Return each of the rows below word for word, leaving out the pictures.

====== Given entries

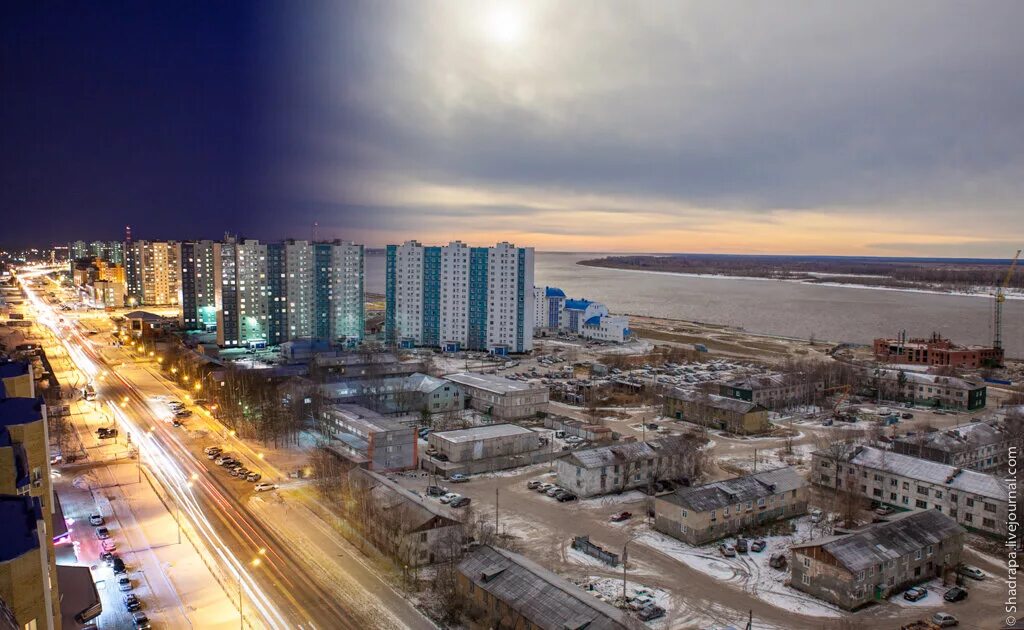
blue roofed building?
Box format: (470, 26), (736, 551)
(0, 495), (56, 628)
(534, 287), (632, 343)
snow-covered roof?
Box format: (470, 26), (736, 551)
(813, 447), (1008, 501)
(896, 422), (1008, 453)
(459, 545), (644, 630)
(792, 510), (964, 573)
(662, 466), (807, 512)
(569, 437), (682, 468)
(565, 299), (594, 310)
(666, 387), (764, 414)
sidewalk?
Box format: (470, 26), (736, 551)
(57, 448), (239, 628)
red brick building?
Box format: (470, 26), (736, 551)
(874, 333), (1002, 368)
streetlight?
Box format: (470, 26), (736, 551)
(238, 547), (266, 628)
(623, 534), (639, 607)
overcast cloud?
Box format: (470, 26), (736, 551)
(270, 2), (1024, 257)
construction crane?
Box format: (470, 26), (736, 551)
(992, 250), (1021, 350)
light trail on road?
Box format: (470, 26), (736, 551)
(18, 269), (296, 628)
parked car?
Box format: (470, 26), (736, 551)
(956, 564), (985, 580)
(637, 603), (665, 621)
(942, 586), (967, 601)
(903, 586), (928, 601)
(932, 613), (959, 628)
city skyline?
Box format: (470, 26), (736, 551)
(0, 2), (1024, 258)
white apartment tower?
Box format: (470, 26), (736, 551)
(385, 241), (534, 354)
(214, 239), (365, 346)
(125, 241), (181, 305)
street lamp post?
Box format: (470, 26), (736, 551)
(623, 535), (636, 606)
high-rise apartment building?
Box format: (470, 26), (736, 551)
(214, 239), (365, 346)
(88, 241), (125, 264)
(68, 241), (90, 261)
(125, 241), (181, 305)
(213, 238), (273, 346)
(68, 241), (125, 264)
(0, 494), (54, 630)
(0, 363), (60, 629)
(177, 241), (217, 330)
(384, 241), (534, 354)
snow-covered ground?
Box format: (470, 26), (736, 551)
(637, 517), (844, 618)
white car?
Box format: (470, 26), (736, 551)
(956, 564), (985, 580)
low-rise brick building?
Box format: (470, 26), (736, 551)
(663, 387), (771, 435)
(811, 447), (1009, 537)
(457, 545), (645, 630)
(654, 466), (807, 545)
(718, 374), (823, 409)
(892, 422), (1022, 472)
(790, 510), (965, 611)
(444, 372), (550, 422)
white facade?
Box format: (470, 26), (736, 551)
(285, 241), (314, 339)
(440, 241), (469, 347)
(385, 241), (535, 353)
(125, 241), (180, 305)
(580, 316), (630, 343)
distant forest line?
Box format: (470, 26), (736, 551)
(579, 254), (1024, 291)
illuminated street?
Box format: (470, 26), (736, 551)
(20, 270), (430, 628)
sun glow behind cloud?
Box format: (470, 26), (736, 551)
(276, 0), (1024, 256)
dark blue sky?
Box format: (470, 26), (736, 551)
(0, 1), (272, 246)
(0, 0), (1024, 258)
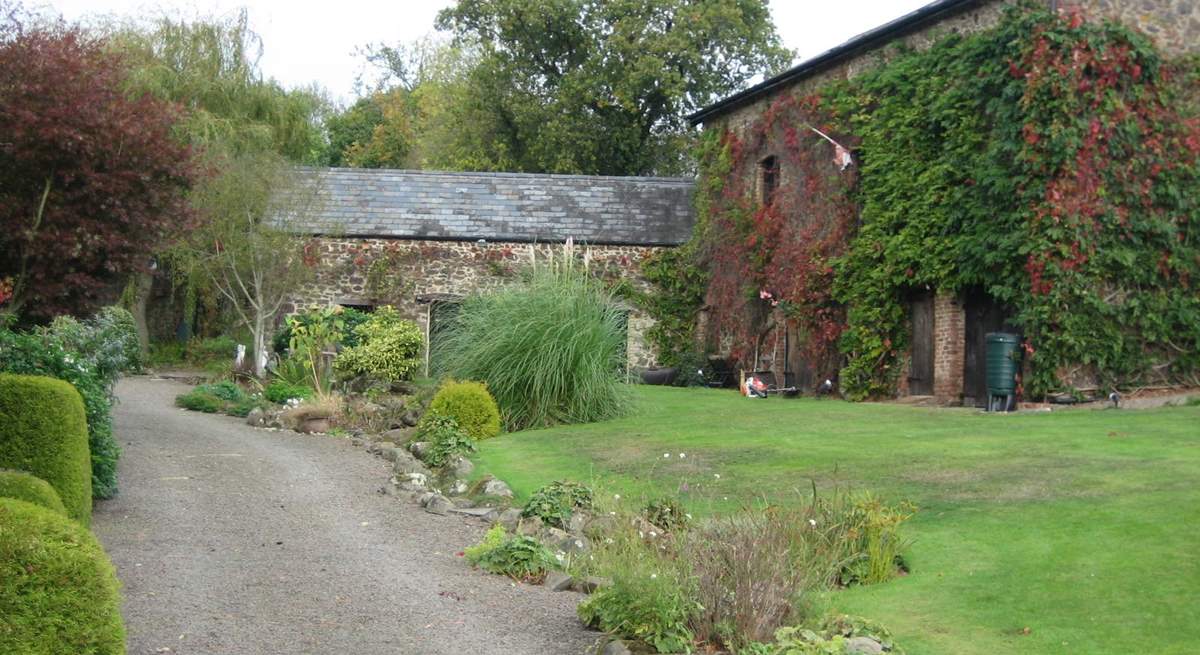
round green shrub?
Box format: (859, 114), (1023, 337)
(334, 307), (425, 383)
(0, 498), (125, 655)
(0, 373), (91, 525)
(422, 380), (500, 439)
(0, 470), (67, 516)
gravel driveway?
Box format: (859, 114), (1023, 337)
(92, 377), (598, 655)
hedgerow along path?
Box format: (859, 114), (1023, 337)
(92, 378), (598, 655)
(476, 386), (1200, 655)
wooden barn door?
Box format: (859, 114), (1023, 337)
(908, 294), (934, 396)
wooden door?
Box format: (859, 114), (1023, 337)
(908, 294), (934, 396)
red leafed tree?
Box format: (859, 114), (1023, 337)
(0, 14), (196, 319)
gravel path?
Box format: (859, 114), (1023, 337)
(92, 378), (596, 655)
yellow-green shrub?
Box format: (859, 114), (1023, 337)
(0, 498), (125, 655)
(0, 373), (91, 525)
(422, 380), (500, 439)
(0, 470), (67, 516)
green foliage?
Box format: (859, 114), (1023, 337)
(263, 379), (313, 404)
(0, 496), (125, 655)
(0, 373), (91, 525)
(521, 480), (593, 528)
(0, 469), (67, 516)
(416, 414), (475, 469)
(334, 306), (425, 383)
(427, 0), (791, 175)
(0, 325), (121, 500)
(474, 535), (558, 582)
(642, 497), (691, 533)
(433, 251), (629, 432)
(462, 523), (508, 565)
(421, 380), (500, 439)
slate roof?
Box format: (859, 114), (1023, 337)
(284, 168), (695, 246)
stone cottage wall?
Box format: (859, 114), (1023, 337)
(286, 238), (661, 371)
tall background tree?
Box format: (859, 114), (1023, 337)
(0, 5), (196, 320)
(331, 0), (791, 175)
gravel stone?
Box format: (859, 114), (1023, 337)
(92, 377), (598, 655)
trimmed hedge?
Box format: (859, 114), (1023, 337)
(0, 470), (67, 516)
(0, 373), (91, 525)
(0, 498), (125, 655)
(426, 380), (500, 440)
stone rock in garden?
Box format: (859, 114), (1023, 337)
(391, 449), (433, 479)
(517, 516), (541, 536)
(496, 507), (521, 533)
(377, 427), (413, 446)
(424, 493), (454, 516)
(446, 480), (470, 495)
(484, 479), (512, 498)
(452, 507), (500, 522)
(566, 511), (589, 535)
(408, 441), (432, 459)
(542, 571), (571, 591)
(558, 535), (592, 558)
(571, 576), (612, 594)
(448, 456), (475, 480)
(598, 639), (632, 655)
(846, 637), (883, 655)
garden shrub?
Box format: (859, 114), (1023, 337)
(263, 379), (313, 404)
(521, 481), (593, 528)
(426, 380), (500, 439)
(334, 307), (425, 381)
(0, 499), (125, 655)
(0, 373), (91, 525)
(0, 470), (67, 516)
(432, 259), (629, 432)
(474, 535), (558, 583)
(0, 325), (121, 500)
(416, 416), (475, 469)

============

Solution to the problem:
blue roofed building?
Box format: (470, 26), (736, 551)
(0, 495), (56, 628)
(534, 287), (632, 343)
snow-covered roof?
Box format: (470, 26), (736, 551)
(813, 447), (1008, 501)
(896, 422), (1008, 453)
(459, 545), (644, 630)
(792, 510), (964, 573)
(662, 466), (807, 512)
(569, 437), (682, 468)
(565, 299), (594, 310)
(666, 387), (764, 414)
sidewalk?
Box format: (470, 26), (736, 551)
(57, 448), (239, 628)
red brick building?
Box format: (470, 26), (736, 551)
(874, 333), (1002, 368)
streetlight?
Box format: (470, 26), (736, 551)
(238, 547), (266, 628)
(623, 534), (639, 607)
overcast cloud?
Box format: (470, 26), (736, 551)
(270, 2), (1024, 257)
construction crane?
Box format: (470, 26), (736, 551)
(992, 250), (1021, 350)
light trail on road?
Box format: (470, 26), (736, 551)
(18, 269), (296, 628)
parked car?
Box format: (470, 26), (736, 551)
(956, 564), (985, 580)
(637, 603), (665, 621)
(942, 586), (967, 601)
(903, 586), (928, 601)
(932, 613), (959, 628)
city skyline?
Box format: (470, 26), (736, 551)
(0, 2), (1024, 258)
white apartment tower?
Box format: (470, 26), (736, 551)
(385, 241), (534, 354)
(214, 239), (365, 346)
(125, 241), (181, 305)
street lamp post?
Box format: (470, 26), (736, 551)
(623, 535), (636, 606)
high-rise apartment building?
Box format: (470, 26), (736, 551)
(214, 239), (365, 346)
(88, 241), (125, 264)
(68, 241), (90, 261)
(125, 241), (181, 305)
(213, 238), (273, 346)
(68, 241), (125, 264)
(0, 494), (54, 630)
(0, 363), (60, 629)
(177, 241), (217, 330)
(384, 241), (534, 354)
snow-covered ground?
Box format: (470, 26), (736, 551)
(637, 517), (844, 618)
white car?
Box format: (470, 26), (736, 551)
(956, 564), (985, 580)
low-rise brick building?
Box format: (470, 26), (736, 551)
(663, 387), (771, 435)
(811, 447), (1009, 537)
(457, 545), (645, 630)
(654, 466), (807, 545)
(718, 374), (823, 409)
(892, 422), (1022, 472)
(790, 510), (965, 611)
(444, 372), (550, 422)
white facade?
Box format: (470, 26), (736, 551)
(285, 241), (314, 339)
(440, 241), (469, 347)
(385, 241), (535, 353)
(125, 241), (180, 305)
(580, 316), (630, 343)
distant forest line?
Box format: (470, 26), (736, 551)
(579, 254), (1024, 291)
illuminated street?
Box format: (470, 26), (736, 551)
(20, 270), (430, 628)
sun glow behind cloud?
Box format: (470, 26), (736, 551)
(276, 0), (1024, 256)
dark blue sky?
Box format: (470, 26), (736, 551)
(0, 1), (272, 246)
(0, 0), (1024, 258)
round green shrub?
Box format: (859, 114), (1023, 337)
(334, 307), (425, 383)
(0, 498), (125, 655)
(0, 373), (91, 525)
(422, 380), (500, 439)
(0, 470), (67, 516)
gravel driveway?
Box format: (859, 114), (1023, 337)
(92, 377), (598, 655)
hedgerow along path?
Box format: (859, 114), (1023, 337)
(92, 378), (598, 655)
(476, 386), (1200, 655)
wooden barn door?
Box format: (859, 114), (1023, 337)
(908, 294), (934, 396)
wooden door?
Box format: (859, 114), (1023, 337)
(908, 294), (934, 396)
red leafed tree?
Box format: (859, 114), (1023, 337)
(0, 14), (196, 319)
gravel path?
Box format: (859, 114), (1023, 337)
(92, 378), (596, 655)
yellow-green shrub?
Box format: (859, 114), (1023, 337)
(0, 498), (125, 655)
(0, 373), (91, 525)
(422, 380), (500, 439)
(0, 470), (67, 516)
green foliage?
Box format: (859, 114), (1023, 337)
(263, 379), (313, 404)
(0, 496), (125, 655)
(0, 373), (91, 525)
(521, 480), (593, 528)
(0, 469), (67, 516)
(416, 414), (475, 469)
(334, 306), (425, 383)
(427, 0), (791, 175)
(0, 325), (121, 500)
(474, 535), (558, 582)
(642, 497), (691, 533)
(433, 251), (629, 432)
(462, 523), (508, 565)
(421, 380), (500, 439)
slate roof?
Box format: (859, 114), (1023, 337)
(284, 168), (695, 246)
stone cottage wall?
Box format: (859, 114), (1023, 337)
(286, 238), (661, 371)
tall background tree?
Box format: (859, 114), (1023, 337)
(0, 5), (196, 320)
(331, 0), (791, 175)
gravel stone?
Box format: (859, 114), (1023, 337)
(92, 377), (598, 655)
trimmed hedge?
Box format: (859, 114), (1023, 337)
(0, 470), (67, 516)
(0, 373), (91, 525)
(0, 498), (125, 655)
(426, 380), (500, 440)
stone rock in garden?
Box format: (859, 114), (1023, 337)
(391, 449), (433, 479)
(517, 516), (541, 536)
(496, 507), (521, 533)
(377, 427), (413, 446)
(424, 493), (454, 516)
(446, 480), (470, 495)
(484, 479), (512, 498)
(452, 507), (500, 522)
(566, 511), (589, 535)
(408, 441), (432, 459)
(542, 571), (571, 591)
(558, 535), (592, 558)
(571, 576), (612, 594)
(448, 456), (475, 480)
(598, 639), (632, 655)
(846, 637), (883, 655)
garden shrub?
Box format: (859, 114), (1023, 337)
(263, 379), (313, 404)
(521, 481), (593, 528)
(426, 380), (500, 439)
(334, 307), (425, 381)
(0, 499), (125, 655)
(0, 373), (91, 525)
(0, 470), (67, 516)
(432, 259), (629, 432)
(474, 535), (558, 583)
(0, 325), (121, 500)
(416, 416), (475, 469)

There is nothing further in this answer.